>> begin
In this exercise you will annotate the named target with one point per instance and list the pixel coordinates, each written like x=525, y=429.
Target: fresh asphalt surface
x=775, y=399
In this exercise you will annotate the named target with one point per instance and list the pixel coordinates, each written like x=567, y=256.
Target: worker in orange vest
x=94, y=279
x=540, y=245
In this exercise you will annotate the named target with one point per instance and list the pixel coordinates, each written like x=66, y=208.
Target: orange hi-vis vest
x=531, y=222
>> end
>> begin
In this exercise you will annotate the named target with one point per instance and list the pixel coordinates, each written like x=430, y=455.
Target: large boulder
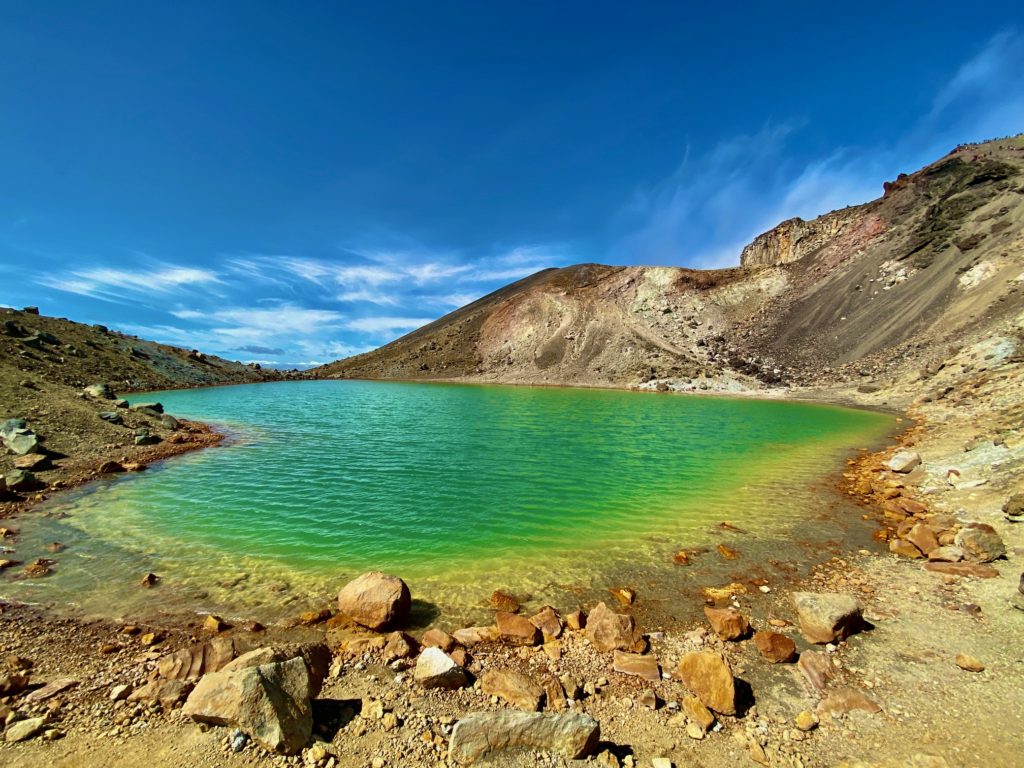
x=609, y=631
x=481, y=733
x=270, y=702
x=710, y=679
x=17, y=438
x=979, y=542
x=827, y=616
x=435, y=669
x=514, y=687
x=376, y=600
>> end
>> begin
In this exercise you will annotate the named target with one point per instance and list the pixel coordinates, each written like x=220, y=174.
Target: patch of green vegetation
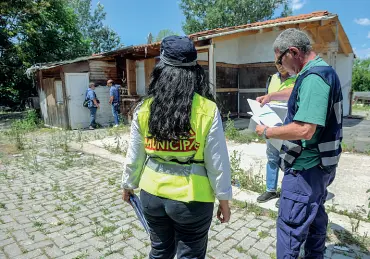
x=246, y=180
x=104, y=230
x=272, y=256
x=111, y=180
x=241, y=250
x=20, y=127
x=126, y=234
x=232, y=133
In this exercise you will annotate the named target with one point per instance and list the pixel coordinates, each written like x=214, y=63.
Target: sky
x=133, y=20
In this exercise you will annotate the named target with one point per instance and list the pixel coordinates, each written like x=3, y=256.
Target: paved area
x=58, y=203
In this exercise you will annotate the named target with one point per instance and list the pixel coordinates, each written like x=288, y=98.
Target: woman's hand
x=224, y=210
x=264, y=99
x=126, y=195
>> end
= What you should do =
Copy the material above word for word, from the line containing "like x=430, y=455." through the line containing "x=376, y=600", including both of those lines. Leave the pictures out.

= Output of the exercise =
In this exercise you will annotate the named target with one point per instance and list the pixel coordinates, each written like x=430, y=455.
Target: large boulder
x=609, y=631
x=481, y=733
x=270, y=702
x=710, y=679
x=17, y=438
x=979, y=542
x=827, y=616
x=435, y=669
x=514, y=687
x=376, y=600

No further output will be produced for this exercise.